Exercise.
Copy the lines from the very first one through the line that contains "M158 157L166 162L173", including both, with no changes.

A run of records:
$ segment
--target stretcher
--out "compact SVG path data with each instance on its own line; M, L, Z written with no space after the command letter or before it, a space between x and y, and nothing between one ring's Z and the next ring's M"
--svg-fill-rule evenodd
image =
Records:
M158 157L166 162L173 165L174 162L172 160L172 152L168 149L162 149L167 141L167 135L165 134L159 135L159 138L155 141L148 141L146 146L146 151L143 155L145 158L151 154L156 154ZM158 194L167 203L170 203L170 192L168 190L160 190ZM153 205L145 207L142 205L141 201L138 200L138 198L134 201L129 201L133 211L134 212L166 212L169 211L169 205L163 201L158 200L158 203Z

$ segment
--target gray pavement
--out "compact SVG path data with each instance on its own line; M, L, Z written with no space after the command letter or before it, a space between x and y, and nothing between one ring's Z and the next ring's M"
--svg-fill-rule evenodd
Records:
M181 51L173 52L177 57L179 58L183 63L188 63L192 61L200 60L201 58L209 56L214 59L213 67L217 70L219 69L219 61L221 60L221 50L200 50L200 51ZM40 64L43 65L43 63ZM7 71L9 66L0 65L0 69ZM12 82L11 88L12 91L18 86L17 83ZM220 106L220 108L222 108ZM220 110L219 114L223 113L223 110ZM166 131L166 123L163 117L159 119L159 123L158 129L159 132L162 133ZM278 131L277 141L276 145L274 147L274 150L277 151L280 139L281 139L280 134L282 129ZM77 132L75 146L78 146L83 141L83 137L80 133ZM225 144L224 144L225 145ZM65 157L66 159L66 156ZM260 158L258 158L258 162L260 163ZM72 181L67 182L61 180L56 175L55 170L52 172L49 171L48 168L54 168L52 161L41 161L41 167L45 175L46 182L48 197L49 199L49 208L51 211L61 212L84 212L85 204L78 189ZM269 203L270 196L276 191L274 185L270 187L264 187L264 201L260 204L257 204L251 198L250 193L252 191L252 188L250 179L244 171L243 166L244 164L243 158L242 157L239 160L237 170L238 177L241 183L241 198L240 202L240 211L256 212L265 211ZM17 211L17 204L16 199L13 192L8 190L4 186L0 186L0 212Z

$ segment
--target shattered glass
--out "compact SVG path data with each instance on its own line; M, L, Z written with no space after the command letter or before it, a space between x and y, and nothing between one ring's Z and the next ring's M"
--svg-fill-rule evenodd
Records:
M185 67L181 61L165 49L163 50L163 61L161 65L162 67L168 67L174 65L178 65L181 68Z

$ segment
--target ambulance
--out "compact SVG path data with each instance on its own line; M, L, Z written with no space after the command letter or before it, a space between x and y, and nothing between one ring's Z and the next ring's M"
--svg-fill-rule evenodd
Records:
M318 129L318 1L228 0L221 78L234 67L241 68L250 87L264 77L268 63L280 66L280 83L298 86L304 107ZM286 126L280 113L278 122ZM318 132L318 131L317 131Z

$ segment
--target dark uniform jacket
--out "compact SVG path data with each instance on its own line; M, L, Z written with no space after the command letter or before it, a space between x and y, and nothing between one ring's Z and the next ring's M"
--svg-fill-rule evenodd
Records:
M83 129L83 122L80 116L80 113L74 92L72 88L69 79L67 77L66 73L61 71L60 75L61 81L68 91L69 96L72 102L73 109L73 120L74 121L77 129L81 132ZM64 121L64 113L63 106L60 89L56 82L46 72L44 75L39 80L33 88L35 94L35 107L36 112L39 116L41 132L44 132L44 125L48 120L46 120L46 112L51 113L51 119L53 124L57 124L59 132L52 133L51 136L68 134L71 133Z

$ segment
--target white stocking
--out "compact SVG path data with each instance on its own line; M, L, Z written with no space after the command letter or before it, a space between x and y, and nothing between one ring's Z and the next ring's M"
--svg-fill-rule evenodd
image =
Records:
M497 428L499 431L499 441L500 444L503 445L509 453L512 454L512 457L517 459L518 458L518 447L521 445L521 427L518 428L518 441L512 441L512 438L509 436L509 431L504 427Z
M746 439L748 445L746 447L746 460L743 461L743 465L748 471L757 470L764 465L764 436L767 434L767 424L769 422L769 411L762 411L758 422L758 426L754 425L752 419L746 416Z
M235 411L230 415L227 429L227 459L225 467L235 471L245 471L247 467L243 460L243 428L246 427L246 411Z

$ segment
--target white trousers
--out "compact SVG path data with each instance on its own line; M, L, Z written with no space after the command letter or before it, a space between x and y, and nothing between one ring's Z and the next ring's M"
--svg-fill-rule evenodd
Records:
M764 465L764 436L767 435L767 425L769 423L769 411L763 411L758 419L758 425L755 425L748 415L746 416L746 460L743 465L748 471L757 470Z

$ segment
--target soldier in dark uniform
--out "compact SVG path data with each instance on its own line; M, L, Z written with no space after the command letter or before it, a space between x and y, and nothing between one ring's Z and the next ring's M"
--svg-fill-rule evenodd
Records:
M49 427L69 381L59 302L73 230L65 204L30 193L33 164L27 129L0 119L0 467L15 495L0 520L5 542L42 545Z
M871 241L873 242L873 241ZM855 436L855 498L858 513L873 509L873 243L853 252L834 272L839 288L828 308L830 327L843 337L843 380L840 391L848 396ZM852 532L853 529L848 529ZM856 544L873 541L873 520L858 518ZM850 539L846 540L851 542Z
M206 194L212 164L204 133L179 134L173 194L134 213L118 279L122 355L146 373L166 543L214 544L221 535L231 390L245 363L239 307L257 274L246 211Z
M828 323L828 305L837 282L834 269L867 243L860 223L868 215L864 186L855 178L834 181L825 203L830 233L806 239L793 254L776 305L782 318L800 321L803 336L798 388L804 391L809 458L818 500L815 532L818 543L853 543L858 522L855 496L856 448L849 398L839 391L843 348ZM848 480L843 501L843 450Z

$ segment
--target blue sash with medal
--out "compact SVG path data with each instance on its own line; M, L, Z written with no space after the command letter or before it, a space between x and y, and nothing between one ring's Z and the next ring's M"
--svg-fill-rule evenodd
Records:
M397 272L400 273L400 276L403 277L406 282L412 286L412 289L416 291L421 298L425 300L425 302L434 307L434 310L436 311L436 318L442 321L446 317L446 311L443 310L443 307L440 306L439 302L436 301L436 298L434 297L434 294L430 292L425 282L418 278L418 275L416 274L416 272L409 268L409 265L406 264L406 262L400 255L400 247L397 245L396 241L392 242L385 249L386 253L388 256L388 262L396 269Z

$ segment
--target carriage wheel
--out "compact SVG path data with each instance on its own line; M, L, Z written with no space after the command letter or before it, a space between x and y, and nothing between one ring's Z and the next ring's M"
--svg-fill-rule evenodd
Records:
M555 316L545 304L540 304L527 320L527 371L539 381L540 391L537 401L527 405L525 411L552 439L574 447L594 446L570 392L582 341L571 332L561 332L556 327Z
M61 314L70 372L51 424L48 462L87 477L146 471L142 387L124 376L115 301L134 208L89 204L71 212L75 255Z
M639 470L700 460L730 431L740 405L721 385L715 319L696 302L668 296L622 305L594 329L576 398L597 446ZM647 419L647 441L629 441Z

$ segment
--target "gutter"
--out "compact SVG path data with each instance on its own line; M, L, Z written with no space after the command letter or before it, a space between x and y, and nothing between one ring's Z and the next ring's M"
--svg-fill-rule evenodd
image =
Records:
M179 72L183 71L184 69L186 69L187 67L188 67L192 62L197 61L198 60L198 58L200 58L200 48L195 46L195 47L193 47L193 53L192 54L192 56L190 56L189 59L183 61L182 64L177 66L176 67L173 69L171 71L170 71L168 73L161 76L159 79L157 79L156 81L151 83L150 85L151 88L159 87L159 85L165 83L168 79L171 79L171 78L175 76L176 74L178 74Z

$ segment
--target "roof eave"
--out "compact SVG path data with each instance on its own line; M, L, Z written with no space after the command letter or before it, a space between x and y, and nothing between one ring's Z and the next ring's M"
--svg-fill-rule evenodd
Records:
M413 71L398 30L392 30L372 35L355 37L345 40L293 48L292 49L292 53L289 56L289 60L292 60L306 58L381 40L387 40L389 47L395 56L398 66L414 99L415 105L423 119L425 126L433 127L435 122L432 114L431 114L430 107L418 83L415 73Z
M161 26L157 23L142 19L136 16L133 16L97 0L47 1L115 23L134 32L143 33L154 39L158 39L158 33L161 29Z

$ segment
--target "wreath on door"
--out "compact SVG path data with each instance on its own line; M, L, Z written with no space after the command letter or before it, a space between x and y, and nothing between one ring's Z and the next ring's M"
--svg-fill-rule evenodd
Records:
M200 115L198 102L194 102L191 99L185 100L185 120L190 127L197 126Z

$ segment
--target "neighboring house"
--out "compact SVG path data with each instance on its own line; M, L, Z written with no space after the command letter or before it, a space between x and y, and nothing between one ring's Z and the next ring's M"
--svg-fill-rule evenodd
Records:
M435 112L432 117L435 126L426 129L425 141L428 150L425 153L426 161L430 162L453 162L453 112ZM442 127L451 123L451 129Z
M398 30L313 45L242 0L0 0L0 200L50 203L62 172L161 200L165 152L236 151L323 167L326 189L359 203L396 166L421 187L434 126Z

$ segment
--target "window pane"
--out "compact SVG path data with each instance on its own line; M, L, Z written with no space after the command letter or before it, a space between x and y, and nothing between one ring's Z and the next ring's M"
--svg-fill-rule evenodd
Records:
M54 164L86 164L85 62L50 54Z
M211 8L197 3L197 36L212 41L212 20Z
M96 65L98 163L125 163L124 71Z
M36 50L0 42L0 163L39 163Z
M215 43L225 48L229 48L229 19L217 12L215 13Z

Expected answer.
$ segment
--target stretcher
--out "compact SVG path data with each instance on its own line; M, L, Z written with no space after the command letter or before it, a space between x and y, and nothing between one ring's Z and the next ring's M"
--svg-fill-rule evenodd
image =
Records:
M158 157L166 162L173 165L174 162L172 160L172 152L168 149L162 149L167 141L167 135L165 134L159 135L159 138L155 141L148 141L146 146L146 151L143 155L145 158L151 154L156 154ZM158 194L167 203L170 203L170 192L168 190L160 190ZM153 205L145 207L142 205L141 201L138 200L138 198L134 201L129 201L133 211L134 212L166 212L169 211L169 205L163 201L158 200L158 203Z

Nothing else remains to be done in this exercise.